• STUDY TEXT:
**********
Chinese officials would tell Japanese counterparts their trade deals gave them leverage over the U.S. by giving Tokyo alternative markets, said an Asian diplomat involved in the talks. "They now look at RCEP as their leverage over the U.S.," the diplomat said, because the pact will boost trade between China and its member countries even if the U.S. continues to weaken its economic ties to China.

Recently, Mr. Xi said China would "favorably consider" joining an 11-nation Asia-Pacific trade pact the Obama administration championed, the Comprehensive and Progressive Trans-Pacific Partnership. That agreement would require China to allow free flows of data across its borders and revamp its state-owned companies -- the kind of changes the Trump administration couldn't get Beijing to accept in bilateral trade talks.

In 2017, Mr. Trump pulled the U.S. out of an early version of the deal, then called simply the Trans-Pacific Partnership, complaining it was a job killer. The pact has become so toxic with labor unions and Democratic lawmakers that Mr. Biden says it needs to be renegotiated before he would consider joining.

Beijing is capitalizing on the irony of considering joining a pact with standards set by U.S. negotiators but rejected by a U.S. president. Skeptics question Beijing's willingness to make the necessary changes, saying it could be a way to tie up the West in negotiations.
**********
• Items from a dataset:
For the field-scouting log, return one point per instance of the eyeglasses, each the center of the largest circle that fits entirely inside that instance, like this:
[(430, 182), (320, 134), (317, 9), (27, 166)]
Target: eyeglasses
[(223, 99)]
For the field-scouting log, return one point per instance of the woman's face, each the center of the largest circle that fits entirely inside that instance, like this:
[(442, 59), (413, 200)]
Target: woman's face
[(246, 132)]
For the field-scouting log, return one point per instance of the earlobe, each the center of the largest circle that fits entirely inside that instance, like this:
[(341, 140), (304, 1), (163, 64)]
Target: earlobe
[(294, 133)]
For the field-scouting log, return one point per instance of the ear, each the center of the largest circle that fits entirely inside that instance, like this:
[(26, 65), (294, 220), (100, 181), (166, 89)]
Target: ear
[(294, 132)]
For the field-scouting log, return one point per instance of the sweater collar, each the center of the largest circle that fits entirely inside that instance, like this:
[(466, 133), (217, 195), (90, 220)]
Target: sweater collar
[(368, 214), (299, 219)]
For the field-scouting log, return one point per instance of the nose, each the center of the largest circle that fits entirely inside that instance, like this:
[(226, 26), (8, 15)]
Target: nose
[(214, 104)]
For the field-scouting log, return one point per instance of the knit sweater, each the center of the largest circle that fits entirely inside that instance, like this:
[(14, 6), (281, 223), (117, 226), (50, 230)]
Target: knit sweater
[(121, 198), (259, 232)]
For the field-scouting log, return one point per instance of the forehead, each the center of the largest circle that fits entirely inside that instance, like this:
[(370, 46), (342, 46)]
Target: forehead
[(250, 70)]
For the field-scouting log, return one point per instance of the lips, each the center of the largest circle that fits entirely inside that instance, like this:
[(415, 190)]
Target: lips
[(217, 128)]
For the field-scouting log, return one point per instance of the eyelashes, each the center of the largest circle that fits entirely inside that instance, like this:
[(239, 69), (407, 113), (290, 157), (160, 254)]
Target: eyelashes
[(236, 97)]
**********
• PROMPT 1:
In the passage on China's trade pacts, what does Mr. Biden say must happen before he would consider joining the Asia-Pacific pact?
• PROMPT 2:
Reproduce the passage on China's trade pacts word for word, starting at "Chinese officials would" and ending at "bilateral trade talks.".
• PROMPT 3:
Write the next part of the passage on China's trade pacts, picking up after its last sentence.
The records have nothing to do with this work.

• EXPECTED ANSWER 1:
The pact would need to be renegotiated.

• EXPECTED ANSWER 2:
Chinese officials would tell Japanese counterparts their trade deals gave them leverage over the U.S. by giving Tokyo alternative markets, said an Asian diplomat involved in the talks. "They now look at RCEP as their leverage over the U.S.," the diplomat said, because the pact will boost trade between China and its member countries even if the U.S. continues to weaken its economic ties to China.

Recently, Mr. Xi said China would "favorably consider" joining an 11-nation Asia-Pacific trade pact the Obama administration championed, the Comprehensive and Progressive Trans-Pacific Partnership. That agreement would require China to allow free flows of data across its borders and revamp its state-owned companies -- the kind of changes the Trump administration couldn't get Beijing to accept in bilateral trade talks.

• EXPECTED ANSWER 3:
Mr. Xi does see it in his interest to revive a working relationship with the U.S. president, according to Chinese officials. As he tries to ensure a tradition-busting third term, they said, he knows he will be judged internally on how he handles U.S. relations.

Still, Beijing is eyeing the new administration warily, seeing Mr. Biden's reference to Mr. Xi as a "thug" as a warning sign, said Chinese officials. While Mr. Xi wants to improve relations, he has also made it clear he is intent on building Chinese power and modernizing its economy.

From Mr. Xi's perspective, sovereignty issues take precedence. He has asserted control over Hong Kong and Xinjiang -- both of which China considers internal issues -- despite criticism from abroad and has empowered his diplomats to strike back forcefully against anyone seen as smearing the country.

The biggest potential flashpoint remains Taiwan, which China views as a renegade province. Last year, the Chinese military stepped up exercises targeting the island, but there is no sign Beijing is preparing an invasion.

Tariff tensions

Mr. Biden must fit the tariff conundrum into his new-multilateralism strategy. The Trump administration assessed tariffs on $370 billion of Chinese goods, three-quarters of what China sends the U.S. annually, during a two-year trade war. That culminated in a deal signed a year ago in which China agreed to dramatically increase purchases of U.S. goods, although it has so far fallen short of its pledged shipments.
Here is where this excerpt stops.